> Selected text
****
Humans can't switch modes of thought from one Wind without going mad.
Ranald is not known for sponsoring sorcerors.

Have a hundred year long apprenticeship and a 500 year old teacher. Have superior elf brain.
Personally I tend to believe that elves with Teclis on top pulled biggest scam in the history by teaching and formalizing magic tradition in the way elves are best suited to. It nicely outlawed all existing non-elf-based traditions. "Have superior elf brain" my butt! It was a nice 'helpful' way to ensure that humans will never match elves when it comes to magic. Sure, it brought order, so it was not completely dickish move. But one needs to remember where elves interest really lie - with elves. If helping 'barbaric humans' allowed elves to cut human potential and reduce threat to elvish supremacy... well. Two birds, one stone.

Presence of Damsels in Bretonia is definite proof that it IS possible for a human to use more than one lore of magic. No need for 'superior elvish brain' or 500 years of apprenticeship - You just need to have correct tradition. Correct way of doing things. Just not necessarily hand-me-down, watered version of elven magic.


...but it seems that we are starting to drift off the subject now.
 
Perhaps there is way for a human wizard to achieve the ability to use more than one Wind effectively, but that is extremely dangerous experimentation and I doubt it would be worth it.
 
A hundred year long apprenticeship may be a little exaggerated. The WFRP books have a career progression of Apprentice Wizard -> Journeyman Wizard -> Master Wizard -> Wizard Lord, with the final career having a note that "Should an Elf attain this level of magical skill, he is considered to have completed his minor magic apprenticeship, and is ready to travel to the towers of Hoeth to become a High Mage."
Keeping in mind the level of attrition human training undergoes. If you want to trim the attrition down to an elf-acceptable level I'm pretty sure you'd be focusing very very heavily on developing and mastering each spell until it's as familiar as walking before you move to the next.
Personally I tend to believe that elves with Teclis on top pulled biggest scam in the history by teaching and formalizing magic tradition in the way elves are best suited to. It nicely outlawed all existing non-elf-based traditions. "Have superior elf brain" my butt! It was a nice 'helpful' way to ensure that humans will never match elves when it comes to magic. Sure, it brought order, so it was not completely dickish move. But one needs to remember where elves interest really lie - with elves. If helping 'barbaric humans' allowed elves to cut human potential and reduce threat to elvish supremacy... well. Two birds, one stone.
****
[Coordinate annotation records]
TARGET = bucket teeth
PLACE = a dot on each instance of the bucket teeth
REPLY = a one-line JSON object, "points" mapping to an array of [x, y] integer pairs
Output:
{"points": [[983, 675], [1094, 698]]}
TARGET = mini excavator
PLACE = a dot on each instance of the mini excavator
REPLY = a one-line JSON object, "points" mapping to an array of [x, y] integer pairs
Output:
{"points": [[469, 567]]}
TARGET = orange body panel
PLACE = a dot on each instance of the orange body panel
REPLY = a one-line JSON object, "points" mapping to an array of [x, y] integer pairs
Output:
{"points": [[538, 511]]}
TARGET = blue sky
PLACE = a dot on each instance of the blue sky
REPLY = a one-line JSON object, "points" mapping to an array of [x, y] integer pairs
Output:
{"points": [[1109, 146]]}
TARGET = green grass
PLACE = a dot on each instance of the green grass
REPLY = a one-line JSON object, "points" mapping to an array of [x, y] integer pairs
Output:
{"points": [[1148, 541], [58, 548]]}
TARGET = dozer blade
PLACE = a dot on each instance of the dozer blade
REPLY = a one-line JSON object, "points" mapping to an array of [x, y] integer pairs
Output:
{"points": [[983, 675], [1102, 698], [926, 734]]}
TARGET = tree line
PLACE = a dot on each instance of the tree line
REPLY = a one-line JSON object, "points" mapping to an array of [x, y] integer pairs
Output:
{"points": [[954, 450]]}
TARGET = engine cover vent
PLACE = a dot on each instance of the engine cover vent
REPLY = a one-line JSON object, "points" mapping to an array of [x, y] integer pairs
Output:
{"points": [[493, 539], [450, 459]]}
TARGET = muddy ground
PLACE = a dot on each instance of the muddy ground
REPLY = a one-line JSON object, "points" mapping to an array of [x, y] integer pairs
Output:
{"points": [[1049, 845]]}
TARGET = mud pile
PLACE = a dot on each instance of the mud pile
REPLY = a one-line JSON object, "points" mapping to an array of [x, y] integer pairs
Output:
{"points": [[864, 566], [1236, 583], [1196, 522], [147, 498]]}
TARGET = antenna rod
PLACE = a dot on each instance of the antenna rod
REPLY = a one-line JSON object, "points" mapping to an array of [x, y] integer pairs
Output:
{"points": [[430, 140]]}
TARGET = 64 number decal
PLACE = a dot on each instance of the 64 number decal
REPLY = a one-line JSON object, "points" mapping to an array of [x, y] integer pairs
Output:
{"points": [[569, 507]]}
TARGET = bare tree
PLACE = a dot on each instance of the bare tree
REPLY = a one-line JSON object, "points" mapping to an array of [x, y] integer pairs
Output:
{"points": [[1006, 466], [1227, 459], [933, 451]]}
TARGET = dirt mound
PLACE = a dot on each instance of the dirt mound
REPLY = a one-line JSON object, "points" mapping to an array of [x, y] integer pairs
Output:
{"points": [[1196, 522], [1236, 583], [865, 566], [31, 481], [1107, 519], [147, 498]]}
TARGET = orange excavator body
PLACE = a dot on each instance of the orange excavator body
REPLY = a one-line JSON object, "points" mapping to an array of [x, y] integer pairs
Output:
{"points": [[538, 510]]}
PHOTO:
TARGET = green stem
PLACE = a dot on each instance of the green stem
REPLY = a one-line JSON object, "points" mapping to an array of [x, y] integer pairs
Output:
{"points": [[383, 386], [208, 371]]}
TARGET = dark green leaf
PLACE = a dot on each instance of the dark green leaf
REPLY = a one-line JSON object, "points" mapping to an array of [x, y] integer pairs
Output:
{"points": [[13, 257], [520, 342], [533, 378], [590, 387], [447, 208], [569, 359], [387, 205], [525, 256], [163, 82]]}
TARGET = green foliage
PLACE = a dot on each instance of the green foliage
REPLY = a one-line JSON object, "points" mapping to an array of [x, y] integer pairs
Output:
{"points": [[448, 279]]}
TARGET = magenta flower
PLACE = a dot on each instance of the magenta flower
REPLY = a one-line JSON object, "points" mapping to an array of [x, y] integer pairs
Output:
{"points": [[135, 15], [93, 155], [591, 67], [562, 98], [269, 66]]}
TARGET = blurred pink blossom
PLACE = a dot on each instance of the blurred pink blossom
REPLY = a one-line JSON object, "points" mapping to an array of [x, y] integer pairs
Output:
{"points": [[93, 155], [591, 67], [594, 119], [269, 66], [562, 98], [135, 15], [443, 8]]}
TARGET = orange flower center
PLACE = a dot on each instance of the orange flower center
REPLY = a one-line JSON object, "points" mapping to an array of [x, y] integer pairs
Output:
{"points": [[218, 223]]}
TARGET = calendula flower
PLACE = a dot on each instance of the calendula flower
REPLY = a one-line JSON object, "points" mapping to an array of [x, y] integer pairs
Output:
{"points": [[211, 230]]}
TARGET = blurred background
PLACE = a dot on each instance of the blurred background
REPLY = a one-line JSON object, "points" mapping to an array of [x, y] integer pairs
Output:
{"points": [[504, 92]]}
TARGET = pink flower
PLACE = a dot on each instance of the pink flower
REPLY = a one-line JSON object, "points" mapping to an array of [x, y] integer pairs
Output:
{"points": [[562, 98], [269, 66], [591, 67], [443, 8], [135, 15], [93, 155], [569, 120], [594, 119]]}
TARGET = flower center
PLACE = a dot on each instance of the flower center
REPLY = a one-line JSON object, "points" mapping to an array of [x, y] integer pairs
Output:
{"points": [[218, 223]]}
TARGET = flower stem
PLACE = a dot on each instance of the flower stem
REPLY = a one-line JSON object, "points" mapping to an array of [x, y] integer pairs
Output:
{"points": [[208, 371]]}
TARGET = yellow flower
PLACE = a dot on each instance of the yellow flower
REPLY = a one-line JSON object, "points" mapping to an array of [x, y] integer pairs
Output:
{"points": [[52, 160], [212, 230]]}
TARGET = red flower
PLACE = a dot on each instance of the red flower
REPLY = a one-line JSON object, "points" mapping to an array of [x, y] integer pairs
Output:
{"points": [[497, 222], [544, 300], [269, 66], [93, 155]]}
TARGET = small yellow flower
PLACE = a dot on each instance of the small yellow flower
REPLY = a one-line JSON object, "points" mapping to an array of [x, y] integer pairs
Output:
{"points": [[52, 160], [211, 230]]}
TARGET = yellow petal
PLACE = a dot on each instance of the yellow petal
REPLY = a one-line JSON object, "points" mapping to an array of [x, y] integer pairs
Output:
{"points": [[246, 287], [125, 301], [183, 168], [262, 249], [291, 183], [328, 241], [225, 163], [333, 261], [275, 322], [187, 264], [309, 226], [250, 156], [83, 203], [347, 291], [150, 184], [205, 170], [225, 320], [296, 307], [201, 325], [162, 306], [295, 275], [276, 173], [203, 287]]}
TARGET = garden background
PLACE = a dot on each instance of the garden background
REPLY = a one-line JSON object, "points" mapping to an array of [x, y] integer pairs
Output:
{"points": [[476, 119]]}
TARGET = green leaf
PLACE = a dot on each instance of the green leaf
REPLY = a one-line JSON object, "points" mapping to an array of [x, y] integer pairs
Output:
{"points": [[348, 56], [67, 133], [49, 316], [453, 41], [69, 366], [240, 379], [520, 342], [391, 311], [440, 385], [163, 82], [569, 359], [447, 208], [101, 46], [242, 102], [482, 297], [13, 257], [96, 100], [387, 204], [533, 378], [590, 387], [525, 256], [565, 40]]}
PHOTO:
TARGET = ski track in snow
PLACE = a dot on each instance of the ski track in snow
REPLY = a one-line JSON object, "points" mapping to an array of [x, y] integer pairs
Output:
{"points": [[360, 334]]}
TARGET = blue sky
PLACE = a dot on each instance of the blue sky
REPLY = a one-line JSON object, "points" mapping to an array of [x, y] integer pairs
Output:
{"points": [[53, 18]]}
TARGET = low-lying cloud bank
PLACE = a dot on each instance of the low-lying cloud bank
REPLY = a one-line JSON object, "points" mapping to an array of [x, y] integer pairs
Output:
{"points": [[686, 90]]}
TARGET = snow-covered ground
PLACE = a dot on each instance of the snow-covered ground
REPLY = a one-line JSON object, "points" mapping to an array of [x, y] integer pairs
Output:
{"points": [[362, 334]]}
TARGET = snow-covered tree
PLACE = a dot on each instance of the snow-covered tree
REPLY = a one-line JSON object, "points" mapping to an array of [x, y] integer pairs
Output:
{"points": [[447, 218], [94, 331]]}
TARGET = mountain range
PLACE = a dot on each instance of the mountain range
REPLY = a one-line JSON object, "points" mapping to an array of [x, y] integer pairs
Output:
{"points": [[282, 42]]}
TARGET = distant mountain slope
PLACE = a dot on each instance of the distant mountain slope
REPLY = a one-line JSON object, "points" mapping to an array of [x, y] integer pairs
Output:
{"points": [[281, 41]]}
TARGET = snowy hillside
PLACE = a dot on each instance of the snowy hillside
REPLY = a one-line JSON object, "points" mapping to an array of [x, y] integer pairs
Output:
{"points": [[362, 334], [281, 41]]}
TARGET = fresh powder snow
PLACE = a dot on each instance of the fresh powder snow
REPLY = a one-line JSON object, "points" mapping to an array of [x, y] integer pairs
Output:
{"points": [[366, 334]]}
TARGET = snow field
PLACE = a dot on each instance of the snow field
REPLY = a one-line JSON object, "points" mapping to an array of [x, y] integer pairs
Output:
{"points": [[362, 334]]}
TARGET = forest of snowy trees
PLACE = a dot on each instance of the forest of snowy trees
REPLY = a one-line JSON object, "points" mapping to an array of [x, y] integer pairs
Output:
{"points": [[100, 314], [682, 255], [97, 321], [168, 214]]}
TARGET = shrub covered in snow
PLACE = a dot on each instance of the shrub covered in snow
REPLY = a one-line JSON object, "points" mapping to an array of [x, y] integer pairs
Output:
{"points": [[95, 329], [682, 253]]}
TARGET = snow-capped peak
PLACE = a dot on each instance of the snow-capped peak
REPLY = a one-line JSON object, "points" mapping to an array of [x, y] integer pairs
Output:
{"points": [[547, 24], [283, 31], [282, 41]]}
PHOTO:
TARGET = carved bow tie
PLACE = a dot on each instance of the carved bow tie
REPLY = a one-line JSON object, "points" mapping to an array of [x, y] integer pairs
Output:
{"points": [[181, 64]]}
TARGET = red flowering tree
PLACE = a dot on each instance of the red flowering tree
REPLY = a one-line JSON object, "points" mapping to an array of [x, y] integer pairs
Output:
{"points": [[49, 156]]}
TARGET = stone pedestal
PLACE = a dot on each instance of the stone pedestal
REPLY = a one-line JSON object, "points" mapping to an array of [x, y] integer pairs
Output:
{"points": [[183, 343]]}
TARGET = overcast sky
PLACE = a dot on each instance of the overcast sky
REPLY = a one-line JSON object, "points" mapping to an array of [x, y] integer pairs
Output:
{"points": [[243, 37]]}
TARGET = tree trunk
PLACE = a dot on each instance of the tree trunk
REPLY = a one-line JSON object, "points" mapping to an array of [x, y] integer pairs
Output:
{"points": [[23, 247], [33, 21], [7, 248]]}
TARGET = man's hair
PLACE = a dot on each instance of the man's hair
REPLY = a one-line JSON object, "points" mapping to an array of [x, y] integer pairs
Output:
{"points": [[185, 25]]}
****
> Written tasks
**a.** Answer these about the text on human and elf magic:
(i) What does the presence of Damsels in Bretonia prove, according to the text?
(ii) What is the final career in the WFRP progression?
(iii) Where does an Elf who reaches that level travel to become a High Mage?
**b.** Go on with the text on human and elf magic, picking up right after its last sentence.

> In response
**a.**
(i) That it is possible for a human to use more than one lore of magic.
(ii) Wizard Lord.
(iii) The towers of Hoeth.

**b.**
Presence of Damsels in Bretonia is definite proof that it IS possible for a human to use more than one lore of magic. No need for 'superior elvish brain' or 500 years of apprenticeship - You just need to have correct tradition. Correct way of doing things. Just not necessarily hand-me-down, watered version of elven magic.


...but it seems that we are starting to drift off the subject now.
Damsels are basically the same thing as Chaos sorcerors and Nekeharan Sorcerors. They are people with wizard potential signed up for priest training, which lets them get a best of both worlds thing...but the Imperial pantheons are centered on two gods(Sigmar and Ulric) who hate magic as anything beyond Necessary Evil, and the other gods are dubiously neutral at best on the subject.

Instituting the Sorceror method was never going to be politically accepted in the Empire. Work with what you have, not what you wish you have.
 
You mean the priestesses of the Lady? Who, having a divine patron, neatly sidestep this whole issue? You're arguing with a brick wall, here.
Depends how one interprets Damsels. And there is plenty of room for intepretation here. But... let's not get into that. It would only spark further discussion - and Damsels with whatever lore inconsistencies of WFRP have nothing to do with Mathilda and her use of magic.

<sigh> Honestly, I only wanted to point my take on colleges and very propaganda-smelling way the history is told in WFRP. Fact that it's winners that write books. And now I'm kind of starting to regret raising the subject in first place.
Perhaps there is way for a human wizard to achieve the ability to use more than one Wind effectively, but that is extremely dangerous experimentation and I doubt it would be worth it.
Certainly not in this quest, unless BoneyM expliticely hints so.


Edit:
Instituting the Sorceror method was never going to be politically accepted in the Empire. Work with what you have, not what you wish you have.
There is also that.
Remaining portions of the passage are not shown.